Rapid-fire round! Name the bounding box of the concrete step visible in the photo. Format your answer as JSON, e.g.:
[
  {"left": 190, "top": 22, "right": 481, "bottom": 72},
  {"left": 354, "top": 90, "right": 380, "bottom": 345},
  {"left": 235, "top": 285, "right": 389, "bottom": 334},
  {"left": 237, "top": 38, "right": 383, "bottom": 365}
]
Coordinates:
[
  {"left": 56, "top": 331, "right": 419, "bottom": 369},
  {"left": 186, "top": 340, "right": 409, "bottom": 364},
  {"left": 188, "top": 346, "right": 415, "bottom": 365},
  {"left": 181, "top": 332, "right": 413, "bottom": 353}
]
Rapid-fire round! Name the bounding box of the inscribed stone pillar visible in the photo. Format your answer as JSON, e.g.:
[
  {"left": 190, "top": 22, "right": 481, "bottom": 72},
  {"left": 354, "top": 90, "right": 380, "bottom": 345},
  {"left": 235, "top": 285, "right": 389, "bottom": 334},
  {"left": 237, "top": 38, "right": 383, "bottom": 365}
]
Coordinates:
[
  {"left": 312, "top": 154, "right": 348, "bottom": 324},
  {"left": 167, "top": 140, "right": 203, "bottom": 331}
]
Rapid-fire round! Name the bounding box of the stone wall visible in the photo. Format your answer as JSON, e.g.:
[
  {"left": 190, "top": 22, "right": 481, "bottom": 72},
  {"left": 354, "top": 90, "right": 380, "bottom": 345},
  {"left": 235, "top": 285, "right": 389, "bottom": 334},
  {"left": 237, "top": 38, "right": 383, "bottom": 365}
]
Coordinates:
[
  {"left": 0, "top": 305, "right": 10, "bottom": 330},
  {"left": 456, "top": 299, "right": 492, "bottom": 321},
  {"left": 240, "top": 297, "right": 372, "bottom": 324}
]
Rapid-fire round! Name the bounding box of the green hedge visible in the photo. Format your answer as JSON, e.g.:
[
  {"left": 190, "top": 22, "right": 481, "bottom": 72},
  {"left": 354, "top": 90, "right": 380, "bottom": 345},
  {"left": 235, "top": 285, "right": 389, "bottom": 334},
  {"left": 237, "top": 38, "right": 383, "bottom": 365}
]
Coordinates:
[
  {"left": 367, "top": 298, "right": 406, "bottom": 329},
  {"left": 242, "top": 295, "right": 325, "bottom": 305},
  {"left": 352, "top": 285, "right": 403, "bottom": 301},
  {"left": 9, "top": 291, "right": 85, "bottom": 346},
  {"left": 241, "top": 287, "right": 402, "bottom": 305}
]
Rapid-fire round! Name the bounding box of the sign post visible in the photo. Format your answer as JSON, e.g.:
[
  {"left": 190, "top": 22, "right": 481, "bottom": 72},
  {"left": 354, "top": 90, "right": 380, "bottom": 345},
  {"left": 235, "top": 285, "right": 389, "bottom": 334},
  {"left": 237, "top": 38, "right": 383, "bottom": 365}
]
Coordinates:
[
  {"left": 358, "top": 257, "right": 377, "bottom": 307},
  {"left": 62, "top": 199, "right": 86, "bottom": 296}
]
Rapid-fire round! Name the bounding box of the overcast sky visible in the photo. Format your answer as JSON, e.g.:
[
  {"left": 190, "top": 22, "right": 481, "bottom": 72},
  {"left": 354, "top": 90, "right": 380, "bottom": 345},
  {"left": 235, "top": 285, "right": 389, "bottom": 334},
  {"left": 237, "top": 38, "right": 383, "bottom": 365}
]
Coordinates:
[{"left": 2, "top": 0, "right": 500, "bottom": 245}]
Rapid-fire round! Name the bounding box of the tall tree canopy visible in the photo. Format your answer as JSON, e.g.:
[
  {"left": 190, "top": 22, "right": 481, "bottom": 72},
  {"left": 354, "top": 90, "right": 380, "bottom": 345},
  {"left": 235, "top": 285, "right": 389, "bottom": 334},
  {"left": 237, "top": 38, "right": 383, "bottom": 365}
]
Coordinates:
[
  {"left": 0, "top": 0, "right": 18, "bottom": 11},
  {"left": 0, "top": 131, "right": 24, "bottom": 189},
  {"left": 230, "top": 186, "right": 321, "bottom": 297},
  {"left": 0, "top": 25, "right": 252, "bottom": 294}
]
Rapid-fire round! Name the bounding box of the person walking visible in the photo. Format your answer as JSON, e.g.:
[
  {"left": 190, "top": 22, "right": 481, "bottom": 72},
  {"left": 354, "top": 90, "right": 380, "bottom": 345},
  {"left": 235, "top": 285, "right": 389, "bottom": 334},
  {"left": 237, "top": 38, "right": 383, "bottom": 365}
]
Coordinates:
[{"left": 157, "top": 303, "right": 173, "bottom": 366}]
^^^^^^^^^^^^^^^^
> _What you need to do_
Reply with nothing except the number of lines in the listing above that include the string "stone".

> _Response to this exercise_
2